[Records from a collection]
^^^^^^^^
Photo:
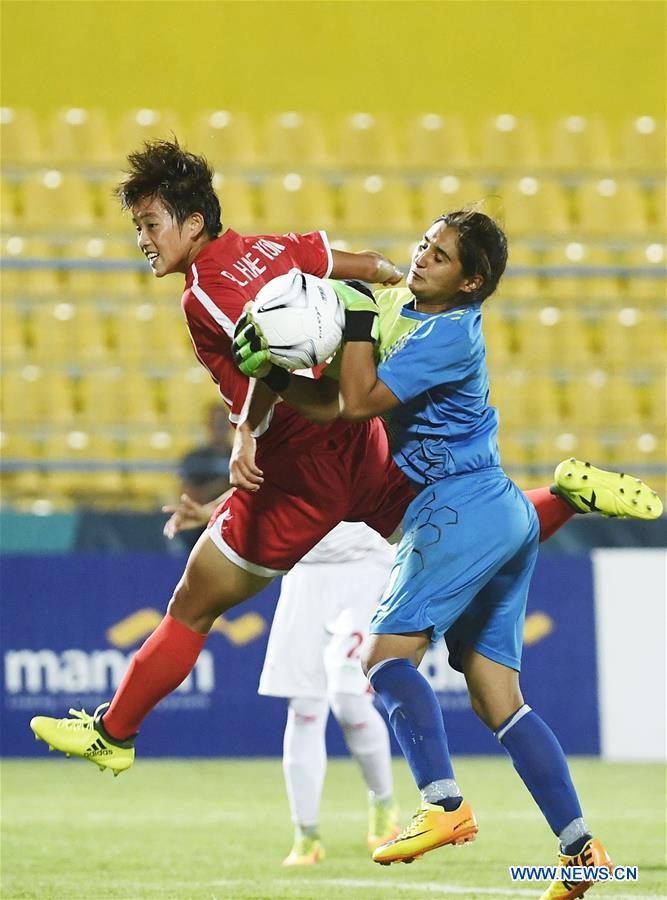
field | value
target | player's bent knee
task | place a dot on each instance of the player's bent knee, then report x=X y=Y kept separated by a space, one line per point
x=210 y=586
x=494 y=711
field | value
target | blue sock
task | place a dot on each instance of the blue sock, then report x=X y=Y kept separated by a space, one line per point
x=541 y=763
x=416 y=718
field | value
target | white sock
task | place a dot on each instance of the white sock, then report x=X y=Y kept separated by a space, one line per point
x=305 y=758
x=368 y=739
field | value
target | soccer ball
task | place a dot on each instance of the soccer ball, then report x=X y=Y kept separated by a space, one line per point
x=301 y=318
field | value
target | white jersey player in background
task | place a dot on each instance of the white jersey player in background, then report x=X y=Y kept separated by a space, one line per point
x=313 y=660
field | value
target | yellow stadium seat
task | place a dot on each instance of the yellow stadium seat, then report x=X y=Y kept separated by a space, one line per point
x=578 y=273
x=112 y=397
x=294 y=202
x=19 y=136
x=8 y=200
x=438 y=194
x=68 y=333
x=553 y=336
x=657 y=199
x=13 y=333
x=643 y=144
x=510 y=142
x=526 y=399
x=295 y=140
x=106 y=267
x=646 y=280
x=436 y=142
x=374 y=203
x=515 y=450
x=41 y=277
x=643 y=455
x=580 y=143
x=598 y=400
x=155 y=456
x=188 y=392
x=81 y=136
x=32 y=396
x=366 y=141
x=519 y=284
x=497 y=336
x=152 y=333
x=139 y=125
x=652 y=400
x=84 y=464
x=238 y=202
x=534 y=206
x=632 y=338
x=21 y=475
x=609 y=206
x=226 y=138
x=554 y=445
x=57 y=200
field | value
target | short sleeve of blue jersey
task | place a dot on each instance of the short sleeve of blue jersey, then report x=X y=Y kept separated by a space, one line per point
x=438 y=352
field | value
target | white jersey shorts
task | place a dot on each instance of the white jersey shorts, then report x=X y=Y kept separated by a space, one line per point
x=323 y=613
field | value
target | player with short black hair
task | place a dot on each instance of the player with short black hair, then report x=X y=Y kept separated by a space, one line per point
x=310 y=474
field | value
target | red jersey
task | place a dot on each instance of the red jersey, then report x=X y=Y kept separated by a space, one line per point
x=228 y=273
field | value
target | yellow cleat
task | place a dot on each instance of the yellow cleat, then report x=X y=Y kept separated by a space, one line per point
x=79 y=736
x=431 y=827
x=306 y=851
x=593 y=854
x=588 y=489
x=382 y=824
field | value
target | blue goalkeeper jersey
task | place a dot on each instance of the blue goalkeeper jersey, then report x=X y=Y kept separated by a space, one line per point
x=436 y=365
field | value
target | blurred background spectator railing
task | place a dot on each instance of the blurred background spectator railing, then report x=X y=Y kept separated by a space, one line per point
^^^^^^^^
The task calls for repeating each line above exactly while excluding the pictures.

Photo:
field | value
target | player's bent knee
task | place a dot on each instance of the player's bent knee, then report x=X y=Y kept separated by a space, one line per point
x=210 y=586
x=494 y=711
field | value
target | blue sock
task | place a dot on each instance of the blue sock, then report x=X y=Y kept separated by a space, one line per point
x=541 y=763
x=416 y=718
field | value
target | white sock
task | place a dot on each instance of the white sock, then report x=X y=Y kept separated by a space, one line per point
x=305 y=758
x=368 y=739
field | value
target | soccer ball
task | place a dot on each instance of the soccer ball, then report x=X y=Y kept separated by a space, one line per point
x=301 y=318
field | value
target | white jersey player in background
task | place a dot on each instance of the white jersey player in background, then report x=X y=Y kept separated by a space, one line per point
x=313 y=660
field | value
target | yellow stadium seat
task | place a dot on each instance of the yellow stadium seat, then report x=X y=Y kept separated by a space, one line per point
x=578 y=273
x=112 y=397
x=294 y=202
x=19 y=136
x=8 y=200
x=438 y=194
x=68 y=333
x=553 y=336
x=657 y=199
x=13 y=333
x=643 y=144
x=510 y=142
x=526 y=399
x=295 y=140
x=106 y=267
x=646 y=280
x=436 y=142
x=374 y=203
x=515 y=450
x=41 y=277
x=643 y=455
x=580 y=143
x=598 y=400
x=155 y=456
x=188 y=392
x=81 y=136
x=32 y=396
x=366 y=141
x=519 y=284
x=497 y=336
x=152 y=333
x=139 y=125
x=652 y=400
x=84 y=464
x=238 y=202
x=534 y=206
x=632 y=338
x=21 y=475
x=609 y=206
x=226 y=138
x=554 y=445
x=57 y=200
field | value
target | short sleeve of blue jersey
task | place a dot on each instance of the short sleeve of blue jersey, then report x=X y=Y kept separated by a space, one line per point
x=438 y=352
field | value
target | white jersey shorts
task | place a dot on each instance of the white jersey shorts, then report x=X y=Y kept separated by a space, one line per point
x=323 y=613
field | value
target | player with short black hair
task | place a dot on each instance of the player with short black hair, then report x=X y=Y kept separated by a space, one line per point
x=310 y=474
field | value
target | red jersey
task | place a dot on each instance of the red jersey, then report x=X y=Y kept separated by a space, one line per point
x=228 y=273
field | value
target | yellow cleat
task | place a dot on each instance of the yellow cleat, then report x=X y=Y kept separated by a space, one line per point
x=79 y=736
x=431 y=827
x=306 y=851
x=593 y=854
x=588 y=489
x=382 y=824
field | value
target | blue goalkeeper jersey
task | place a dot on each instance of the blue goalkeeper jersey, then report x=X y=Y kept separated by a space, one line per point
x=436 y=365
field | value
target | blurred background spectator railing
task | place a dot on each instance of the blurred background spectator railing, then report x=X y=Y kept separated by a space, one line per point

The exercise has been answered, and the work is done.